EXERCISE GOAL
Turn the stretch of items from the line containing "Reviewer note: check that every instance of the black" through the line containing "(1073, 645)" into a numbered list, with both of those lines included. Leave out any blank lines and nothing else.

LISTED ENTRIES
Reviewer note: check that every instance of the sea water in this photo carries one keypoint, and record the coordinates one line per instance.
...
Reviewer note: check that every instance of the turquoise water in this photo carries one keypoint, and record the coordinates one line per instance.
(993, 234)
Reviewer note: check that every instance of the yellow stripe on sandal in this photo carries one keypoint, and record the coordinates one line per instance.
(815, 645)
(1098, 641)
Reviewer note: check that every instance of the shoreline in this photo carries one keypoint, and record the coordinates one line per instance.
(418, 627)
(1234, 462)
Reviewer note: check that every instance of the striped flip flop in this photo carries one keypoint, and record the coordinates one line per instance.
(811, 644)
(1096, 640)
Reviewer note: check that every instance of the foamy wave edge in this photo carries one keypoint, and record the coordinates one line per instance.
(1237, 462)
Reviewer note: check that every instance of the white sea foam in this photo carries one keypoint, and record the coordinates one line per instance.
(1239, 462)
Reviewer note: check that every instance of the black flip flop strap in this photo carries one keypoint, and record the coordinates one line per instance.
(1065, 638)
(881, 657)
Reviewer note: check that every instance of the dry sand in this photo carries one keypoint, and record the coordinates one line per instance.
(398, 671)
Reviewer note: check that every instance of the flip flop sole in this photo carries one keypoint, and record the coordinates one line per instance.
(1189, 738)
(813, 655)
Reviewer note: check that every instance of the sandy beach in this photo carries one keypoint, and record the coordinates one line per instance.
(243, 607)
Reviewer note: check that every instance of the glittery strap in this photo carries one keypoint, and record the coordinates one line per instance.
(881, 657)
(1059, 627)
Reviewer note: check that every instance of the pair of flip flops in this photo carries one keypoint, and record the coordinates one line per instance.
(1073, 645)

EXPECTED OUTPUT
1. Reviewer note: check that every instance of the black flip flop strap in this photo carries one keypoint, and record the coordinates one line per instance.
2. (1065, 638)
3. (881, 657)
4. Reviewer note: check that every instance of the dry sand in this photo carries one keypoint, and record the coordinates one line per instance.
5. (398, 671)
6. Reviewer note: check that every instance of the flip flop sole in this photo carries one keypoint, and record the coordinates one line per instance.
7. (1189, 738)
8. (813, 655)
9. Reviewer note: check that every instance of the sandy beach in this photo carries one keypoint, and record the coordinates one line per instance.
10. (243, 607)
11. Reviewer note: check that every instance of the glittery strap in this photo carries one keypoint, and record the coordinates one line per instance.
12. (881, 657)
13. (1059, 627)
14. Reviewer note: check that every instance of the pair of flip flops in this photo carries one keypoint, and record the coordinates one line per instance.
15. (1073, 645)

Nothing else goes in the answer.